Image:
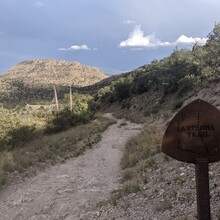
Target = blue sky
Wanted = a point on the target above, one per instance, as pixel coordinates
(110, 34)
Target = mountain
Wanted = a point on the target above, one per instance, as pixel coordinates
(50, 72)
(34, 80)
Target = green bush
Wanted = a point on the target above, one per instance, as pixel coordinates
(19, 137)
(126, 103)
(177, 104)
(66, 119)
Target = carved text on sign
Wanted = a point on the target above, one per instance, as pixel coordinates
(194, 133)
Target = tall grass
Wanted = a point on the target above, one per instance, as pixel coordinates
(52, 148)
(138, 157)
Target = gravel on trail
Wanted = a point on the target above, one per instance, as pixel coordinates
(70, 191)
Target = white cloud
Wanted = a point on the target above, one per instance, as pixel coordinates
(39, 4)
(78, 47)
(190, 40)
(137, 39)
(129, 22)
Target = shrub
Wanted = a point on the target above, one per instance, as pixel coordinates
(22, 135)
(66, 119)
(177, 104)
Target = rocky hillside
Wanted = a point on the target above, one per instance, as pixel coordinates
(34, 80)
(50, 72)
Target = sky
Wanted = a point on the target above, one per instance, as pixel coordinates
(113, 35)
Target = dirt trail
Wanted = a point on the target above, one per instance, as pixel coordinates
(70, 191)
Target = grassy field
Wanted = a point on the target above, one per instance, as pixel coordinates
(52, 148)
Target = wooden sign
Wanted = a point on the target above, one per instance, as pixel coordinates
(194, 133)
(193, 136)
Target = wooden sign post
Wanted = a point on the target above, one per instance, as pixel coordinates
(193, 136)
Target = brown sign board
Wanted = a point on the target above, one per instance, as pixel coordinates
(194, 133)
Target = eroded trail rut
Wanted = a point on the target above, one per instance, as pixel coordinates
(70, 191)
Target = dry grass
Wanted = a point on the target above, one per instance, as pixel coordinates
(138, 157)
(53, 148)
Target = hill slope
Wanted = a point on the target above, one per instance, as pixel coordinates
(34, 80)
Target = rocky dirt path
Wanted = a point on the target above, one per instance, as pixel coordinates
(70, 191)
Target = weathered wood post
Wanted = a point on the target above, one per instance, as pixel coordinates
(193, 136)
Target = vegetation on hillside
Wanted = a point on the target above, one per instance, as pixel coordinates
(176, 74)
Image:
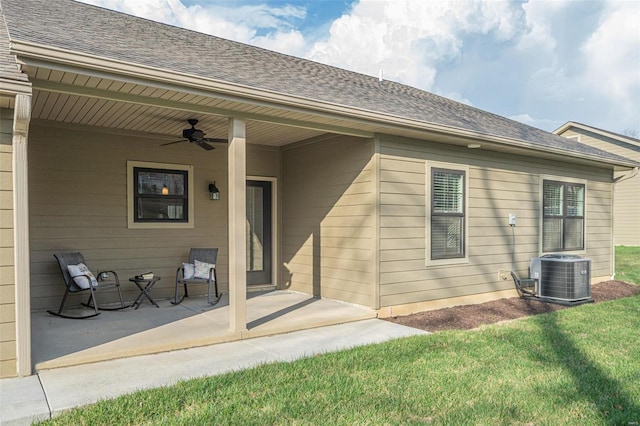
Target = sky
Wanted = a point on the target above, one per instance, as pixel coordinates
(541, 62)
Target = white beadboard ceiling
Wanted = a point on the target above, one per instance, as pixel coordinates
(72, 98)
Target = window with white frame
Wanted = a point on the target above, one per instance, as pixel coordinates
(563, 216)
(159, 195)
(447, 213)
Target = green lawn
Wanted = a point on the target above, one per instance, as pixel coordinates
(577, 366)
(628, 264)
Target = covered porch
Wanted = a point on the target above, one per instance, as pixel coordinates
(59, 342)
(84, 130)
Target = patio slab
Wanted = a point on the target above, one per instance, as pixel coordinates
(56, 390)
(59, 342)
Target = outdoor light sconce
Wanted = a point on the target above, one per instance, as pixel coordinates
(214, 192)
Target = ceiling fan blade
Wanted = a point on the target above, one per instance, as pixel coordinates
(216, 140)
(204, 145)
(171, 143)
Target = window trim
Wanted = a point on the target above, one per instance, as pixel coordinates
(430, 166)
(131, 188)
(565, 181)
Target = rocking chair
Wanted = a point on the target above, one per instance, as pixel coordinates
(77, 277)
(201, 269)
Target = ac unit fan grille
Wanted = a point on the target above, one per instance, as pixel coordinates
(565, 280)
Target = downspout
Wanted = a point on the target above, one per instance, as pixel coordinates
(619, 179)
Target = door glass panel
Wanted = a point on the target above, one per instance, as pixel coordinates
(255, 229)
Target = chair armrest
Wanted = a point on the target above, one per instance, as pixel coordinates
(114, 273)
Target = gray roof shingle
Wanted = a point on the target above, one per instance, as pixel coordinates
(92, 30)
(8, 67)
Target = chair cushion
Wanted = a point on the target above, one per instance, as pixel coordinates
(78, 273)
(202, 269)
(188, 270)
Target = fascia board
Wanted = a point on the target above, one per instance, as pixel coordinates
(13, 87)
(142, 74)
(597, 131)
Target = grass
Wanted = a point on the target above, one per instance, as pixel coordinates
(574, 366)
(628, 264)
(578, 366)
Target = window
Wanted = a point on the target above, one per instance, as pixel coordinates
(447, 214)
(563, 216)
(160, 195)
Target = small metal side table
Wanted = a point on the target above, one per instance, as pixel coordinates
(145, 286)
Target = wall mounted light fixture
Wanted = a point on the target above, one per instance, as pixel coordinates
(214, 192)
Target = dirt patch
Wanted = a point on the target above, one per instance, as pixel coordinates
(472, 316)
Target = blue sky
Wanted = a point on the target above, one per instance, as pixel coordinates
(542, 62)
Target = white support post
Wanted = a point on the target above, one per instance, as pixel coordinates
(22, 272)
(237, 226)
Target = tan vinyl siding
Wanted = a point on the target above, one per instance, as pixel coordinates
(328, 218)
(499, 184)
(78, 201)
(627, 212)
(627, 192)
(7, 276)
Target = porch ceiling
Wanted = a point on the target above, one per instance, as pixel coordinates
(89, 99)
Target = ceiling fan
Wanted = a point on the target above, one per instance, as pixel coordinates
(196, 136)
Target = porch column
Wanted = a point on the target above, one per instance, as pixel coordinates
(237, 226)
(22, 272)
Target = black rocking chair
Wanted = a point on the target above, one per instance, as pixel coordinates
(190, 273)
(87, 281)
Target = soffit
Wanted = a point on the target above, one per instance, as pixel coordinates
(85, 99)
(93, 99)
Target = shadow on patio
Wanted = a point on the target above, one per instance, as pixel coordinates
(59, 342)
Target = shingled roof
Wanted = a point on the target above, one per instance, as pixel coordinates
(8, 67)
(90, 30)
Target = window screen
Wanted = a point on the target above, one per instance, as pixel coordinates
(563, 216)
(160, 195)
(447, 213)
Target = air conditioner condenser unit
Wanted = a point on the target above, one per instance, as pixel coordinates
(562, 278)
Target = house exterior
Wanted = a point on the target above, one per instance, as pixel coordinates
(626, 204)
(332, 183)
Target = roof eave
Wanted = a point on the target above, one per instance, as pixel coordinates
(77, 60)
(569, 124)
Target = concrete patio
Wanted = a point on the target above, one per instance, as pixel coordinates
(59, 342)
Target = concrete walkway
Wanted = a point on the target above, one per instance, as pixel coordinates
(52, 391)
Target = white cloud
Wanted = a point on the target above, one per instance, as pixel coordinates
(409, 39)
(612, 55)
(556, 60)
(257, 24)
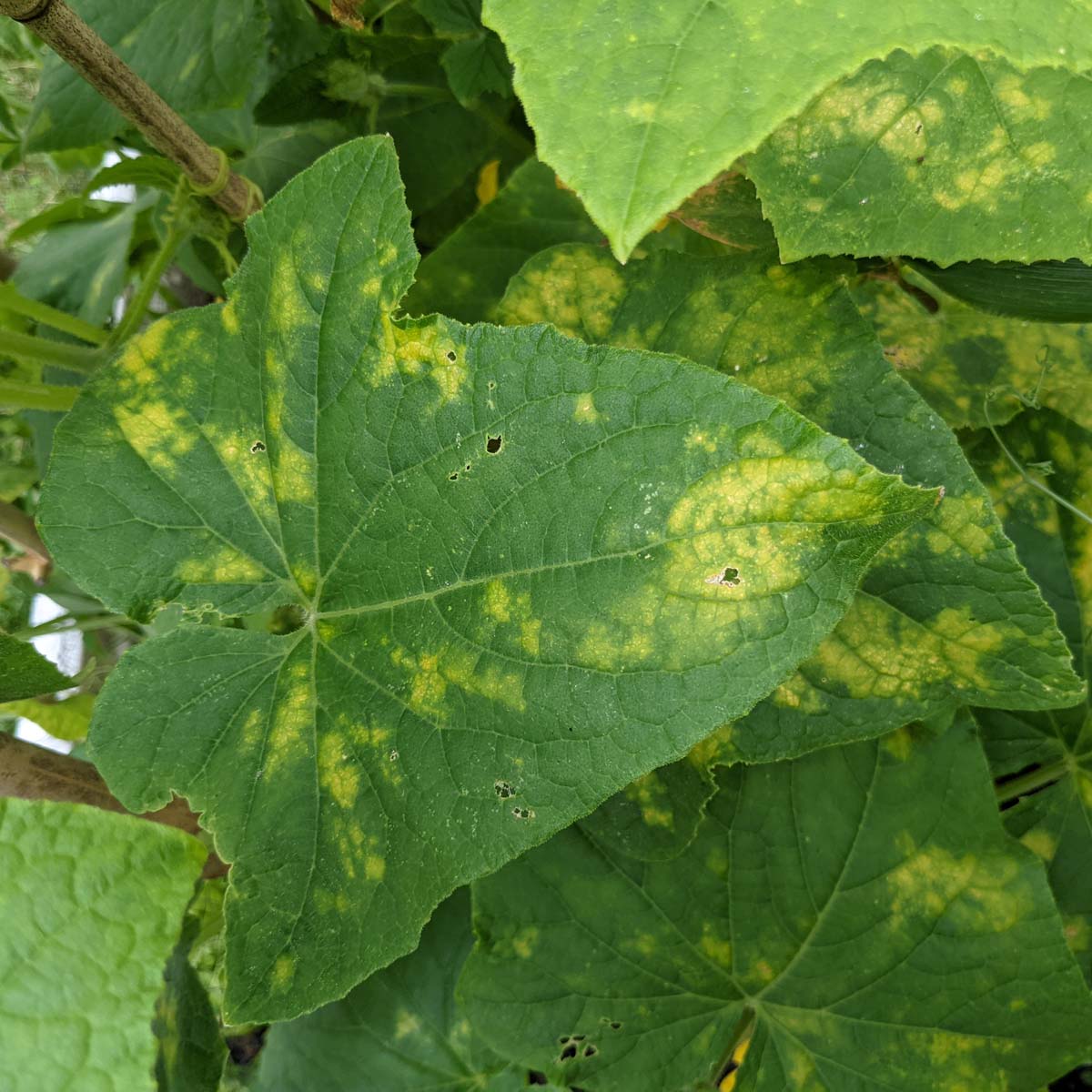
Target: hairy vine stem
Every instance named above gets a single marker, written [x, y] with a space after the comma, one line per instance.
[85, 50]
[34, 774]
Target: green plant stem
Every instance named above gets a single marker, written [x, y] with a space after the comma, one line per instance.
[72, 623]
[1024, 473]
[1035, 779]
[44, 315]
[17, 396]
[39, 350]
[139, 305]
[19, 529]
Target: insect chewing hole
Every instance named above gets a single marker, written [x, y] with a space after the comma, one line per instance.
[730, 578]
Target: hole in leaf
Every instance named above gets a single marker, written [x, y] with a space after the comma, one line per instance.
[730, 578]
[288, 620]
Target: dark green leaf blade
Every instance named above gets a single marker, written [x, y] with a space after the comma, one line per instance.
[1051, 753]
[863, 901]
[25, 672]
[92, 904]
[401, 1031]
[936, 622]
[490, 593]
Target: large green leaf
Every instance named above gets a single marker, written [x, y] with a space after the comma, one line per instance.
[199, 55]
[467, 276]
[1053, 752]
[863, 902]
[637, 105]
[956, 355]
[509, 551]
[947, 615]
[401, 1031]
[25, 672]
[943, 157]
[92, 905]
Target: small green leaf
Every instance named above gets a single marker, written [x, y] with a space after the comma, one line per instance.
[199, 55]
[1057, 544]
[63, 720]
[956, 355]
[474, 525]
[25, 672]
[91, 905]
[942, 157]
[468, 273]
[936, 622]
[401, 1031]
[863, 902]
[637, 105]
[191, 1053]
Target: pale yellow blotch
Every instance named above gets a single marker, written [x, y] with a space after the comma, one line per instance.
[284, 971]
[715, 947]
[584, 410]
[339, 774]
[642, 110]
[652, 797]
[221, 566]
[292, 724]
[525, 940]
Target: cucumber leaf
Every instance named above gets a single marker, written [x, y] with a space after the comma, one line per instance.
[401, 1031]
[199, 55]
[508, 554]
[92, 904]
[944, 157]
[1046, 759]
[637, 105]
[863, 902]
[936, 622]
[956, 356]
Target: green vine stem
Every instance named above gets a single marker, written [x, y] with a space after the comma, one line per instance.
[92, 58]
[139, 305]
[19, 396]
[1042, 486]
[19, 529]
[11, 300]
[1035, 779]
[41, 350]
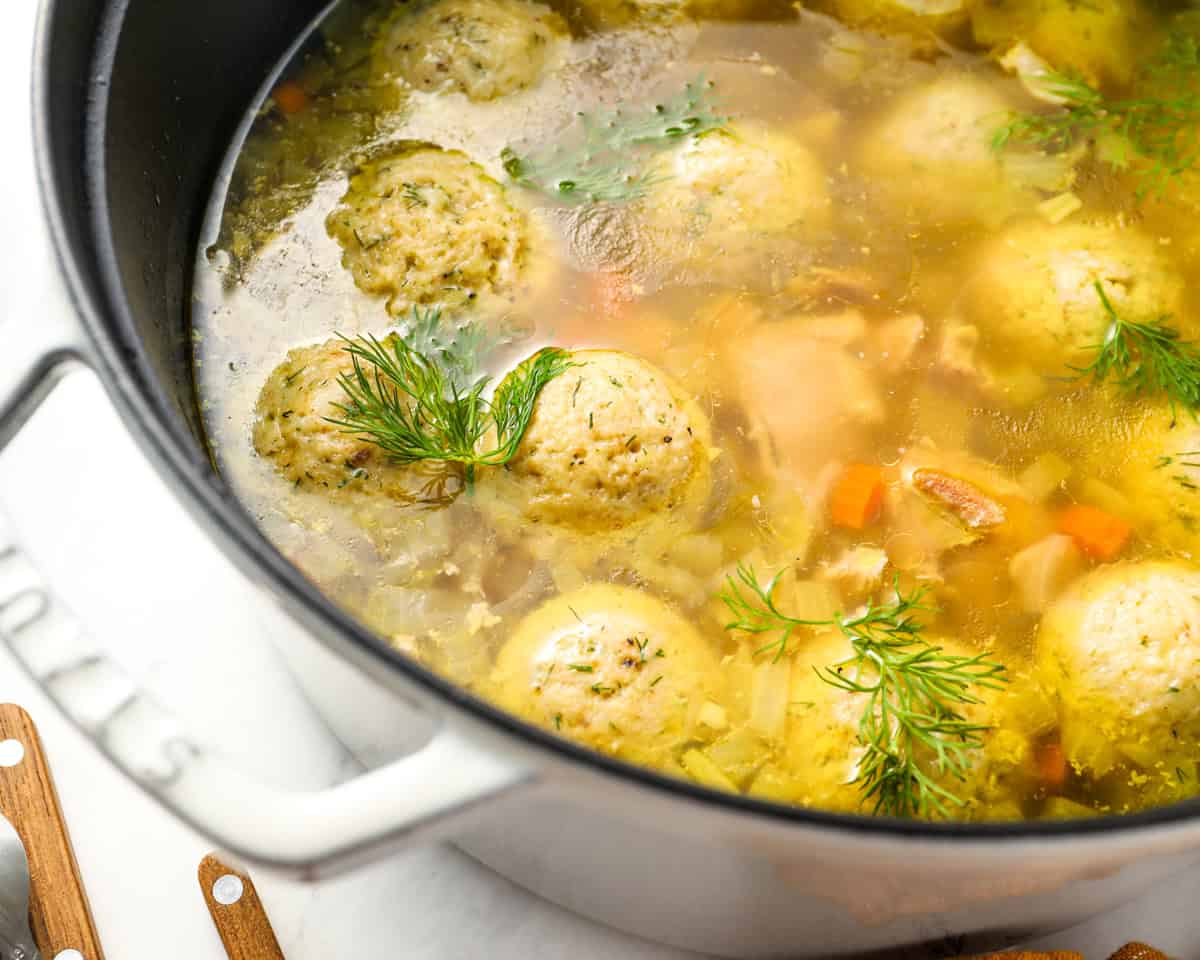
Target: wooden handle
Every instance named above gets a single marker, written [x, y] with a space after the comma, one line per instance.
[238, 912]
[59, 913]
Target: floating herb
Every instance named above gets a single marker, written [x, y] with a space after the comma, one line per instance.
[1146, 358]
[913, 735]
[610, 161]
[1156, 131]
[429, 405]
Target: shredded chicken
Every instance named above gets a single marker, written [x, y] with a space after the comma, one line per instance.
[965, 501]
[858, 570]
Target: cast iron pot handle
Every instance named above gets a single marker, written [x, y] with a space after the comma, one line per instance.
[304, 833]
[297, 832]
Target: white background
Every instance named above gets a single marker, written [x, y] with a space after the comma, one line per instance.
[133, 567]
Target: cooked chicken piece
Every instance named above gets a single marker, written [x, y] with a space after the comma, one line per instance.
[1044, 569]
[815, 400]
[929, 155]
[1099, 42]
[965, 501]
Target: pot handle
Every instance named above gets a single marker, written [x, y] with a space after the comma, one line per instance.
[310, 834]
[304, 833]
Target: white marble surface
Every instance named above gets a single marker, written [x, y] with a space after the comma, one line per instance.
[107, 533]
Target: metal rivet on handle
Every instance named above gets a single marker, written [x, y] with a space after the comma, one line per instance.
[11, 754]
[227, 889]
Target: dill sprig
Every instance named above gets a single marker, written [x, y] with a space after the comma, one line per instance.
[431, 406]
[912, 730]
[754, 610]
[609, 162]
[1146, 358]
[1158, 127]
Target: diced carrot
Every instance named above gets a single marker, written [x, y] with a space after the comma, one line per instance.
[1051, 763]
[857, 497]
[291, 97]
[1101, 535]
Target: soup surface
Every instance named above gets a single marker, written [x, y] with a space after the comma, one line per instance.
[799, 401]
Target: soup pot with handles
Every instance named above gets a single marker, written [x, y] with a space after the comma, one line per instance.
[133, 103]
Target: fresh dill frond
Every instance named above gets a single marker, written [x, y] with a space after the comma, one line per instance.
[460, 349]
[913, 735]
[912, 730]
[1146, 358]
[430, 405]
[1155, 132]
[609, 161]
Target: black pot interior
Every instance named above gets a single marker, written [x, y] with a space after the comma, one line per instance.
[138, 103]
[167, 87]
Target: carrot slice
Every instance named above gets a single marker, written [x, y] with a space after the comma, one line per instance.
[291, 97]
[1101, 535]
[1051, 763]
[858, 496]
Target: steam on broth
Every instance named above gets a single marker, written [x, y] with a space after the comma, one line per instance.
[802, 402]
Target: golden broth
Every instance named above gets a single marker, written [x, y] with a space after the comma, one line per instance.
[862, 331]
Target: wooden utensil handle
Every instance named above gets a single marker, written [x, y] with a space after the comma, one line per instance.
[238, 912]
[59, 912]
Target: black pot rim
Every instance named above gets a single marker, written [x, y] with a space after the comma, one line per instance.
[109, 324]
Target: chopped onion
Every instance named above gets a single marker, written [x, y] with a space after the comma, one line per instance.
[701, 769]
[1042, 570]
[1033, 72]
[739, 754]
[713, 715]
[1059, 208]
[769, 691]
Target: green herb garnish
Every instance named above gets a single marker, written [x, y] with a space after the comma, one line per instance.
[913, 735]
[609, 162]
[1146, 358]
[1158, 126]
[429, 405]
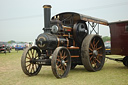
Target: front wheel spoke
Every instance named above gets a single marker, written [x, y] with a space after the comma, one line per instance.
[27, 61]
[100, 55]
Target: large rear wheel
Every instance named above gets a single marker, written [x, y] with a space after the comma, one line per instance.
[61, 62]
[93, 53]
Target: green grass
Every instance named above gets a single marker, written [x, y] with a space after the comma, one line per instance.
[113, 73]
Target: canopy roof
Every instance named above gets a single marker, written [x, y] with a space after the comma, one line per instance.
[76, 16]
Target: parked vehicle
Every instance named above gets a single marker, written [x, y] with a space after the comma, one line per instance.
[4, 47]
[108, 47]
[19, 47]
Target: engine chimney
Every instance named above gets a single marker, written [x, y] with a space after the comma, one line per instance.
[47, 16]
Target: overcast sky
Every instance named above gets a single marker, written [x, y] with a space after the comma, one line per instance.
[22, 20]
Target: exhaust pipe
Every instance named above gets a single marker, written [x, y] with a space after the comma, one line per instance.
[47, 17]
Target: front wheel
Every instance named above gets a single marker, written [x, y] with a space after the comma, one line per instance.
[28, 64]
[61, 62]
[93, 53]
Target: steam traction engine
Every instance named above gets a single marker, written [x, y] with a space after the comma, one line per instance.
[65, 43]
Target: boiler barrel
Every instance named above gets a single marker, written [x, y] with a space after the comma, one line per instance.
[47, 41]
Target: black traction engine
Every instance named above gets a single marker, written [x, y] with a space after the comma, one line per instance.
[65, 43]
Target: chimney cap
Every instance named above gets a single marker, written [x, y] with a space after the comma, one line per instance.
[47, 6]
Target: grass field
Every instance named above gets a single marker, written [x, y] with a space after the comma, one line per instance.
[113, 73]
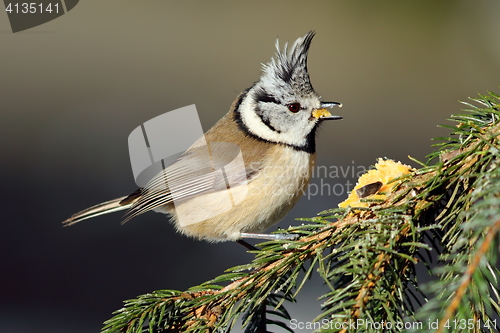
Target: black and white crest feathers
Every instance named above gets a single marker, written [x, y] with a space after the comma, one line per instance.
[290, 66]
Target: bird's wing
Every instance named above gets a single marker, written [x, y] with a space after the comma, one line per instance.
[200, 170]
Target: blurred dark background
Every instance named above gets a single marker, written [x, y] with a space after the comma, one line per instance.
[73, 89]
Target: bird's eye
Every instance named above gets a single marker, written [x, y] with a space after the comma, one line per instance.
[294, 107]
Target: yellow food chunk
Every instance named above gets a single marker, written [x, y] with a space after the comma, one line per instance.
[385, 171]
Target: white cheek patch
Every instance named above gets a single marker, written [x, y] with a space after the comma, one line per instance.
[296, 136]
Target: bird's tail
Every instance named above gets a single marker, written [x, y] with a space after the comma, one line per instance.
[107, 207]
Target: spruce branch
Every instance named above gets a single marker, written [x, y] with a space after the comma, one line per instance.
[367, 256]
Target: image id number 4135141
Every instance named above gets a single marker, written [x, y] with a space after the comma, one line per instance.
[31, 8]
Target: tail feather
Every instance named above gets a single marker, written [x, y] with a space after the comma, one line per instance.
[97, 210]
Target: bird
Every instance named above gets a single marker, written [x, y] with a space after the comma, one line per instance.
[272, 127]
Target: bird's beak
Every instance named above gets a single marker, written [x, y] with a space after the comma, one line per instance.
[324, 114]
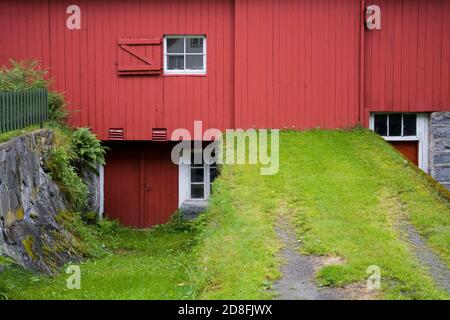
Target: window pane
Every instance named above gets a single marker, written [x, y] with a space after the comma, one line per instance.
[395, 125]
[175, 62]
[197, 158]
[409, 124]
[197, 174]
[175, 45]
[194, 62]
[197, 191]
[381, 124]
[194, 45]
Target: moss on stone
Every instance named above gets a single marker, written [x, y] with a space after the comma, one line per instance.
[10, 218]
[28, 244]
[20, 214]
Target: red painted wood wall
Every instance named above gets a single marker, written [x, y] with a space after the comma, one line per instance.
[83, 62]
[296, 63]
[407, 62]
[271, 63]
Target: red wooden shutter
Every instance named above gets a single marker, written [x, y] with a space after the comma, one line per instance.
[139, 56]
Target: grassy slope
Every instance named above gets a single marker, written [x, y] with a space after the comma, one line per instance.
[347, 190]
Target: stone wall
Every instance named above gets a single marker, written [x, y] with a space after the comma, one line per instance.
[440, 147]
[29, 204]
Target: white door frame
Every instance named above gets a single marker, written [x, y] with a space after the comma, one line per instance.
[422, 137]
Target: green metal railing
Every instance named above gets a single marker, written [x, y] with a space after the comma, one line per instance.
[20, 109]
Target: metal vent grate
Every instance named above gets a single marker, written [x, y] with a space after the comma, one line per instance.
[159, 134]
[115, 134]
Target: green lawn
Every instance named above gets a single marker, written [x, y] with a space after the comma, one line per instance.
[347, 191]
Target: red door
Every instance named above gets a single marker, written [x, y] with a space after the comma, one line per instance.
[141, 184]
[410, 149]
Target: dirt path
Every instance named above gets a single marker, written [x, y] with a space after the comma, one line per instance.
[298, 271]
[436, 268]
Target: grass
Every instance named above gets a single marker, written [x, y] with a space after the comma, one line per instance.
[6, 136]
[347, 190]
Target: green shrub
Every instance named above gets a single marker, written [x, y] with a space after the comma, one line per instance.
[57, 112]
[88, 150]
[22, 75]
[60, 168]
[26, 75]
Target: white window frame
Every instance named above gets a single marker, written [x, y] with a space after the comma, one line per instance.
[184, 71]
[421, 136]
[184, 183]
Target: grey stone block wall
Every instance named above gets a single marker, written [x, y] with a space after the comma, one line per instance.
[29, 204]
[440, 147]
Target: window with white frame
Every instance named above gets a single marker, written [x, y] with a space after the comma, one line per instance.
[185, 54]
[395, 124]
[201, 176]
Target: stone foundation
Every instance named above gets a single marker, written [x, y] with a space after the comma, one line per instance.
[440, 147]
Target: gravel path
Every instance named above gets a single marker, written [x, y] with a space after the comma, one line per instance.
[298, 271]
[437, 269]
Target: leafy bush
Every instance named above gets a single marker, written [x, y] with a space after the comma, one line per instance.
[59, 164]
[57, 107]
[87, 149]
[26, 75]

== Problem details ==
Only lines with the word "stone" count here; copy every one from the records.

== Result of this task ==
Target: moss on stone
Target: stone wall
Target: grey stone block wall
Target: stone foundation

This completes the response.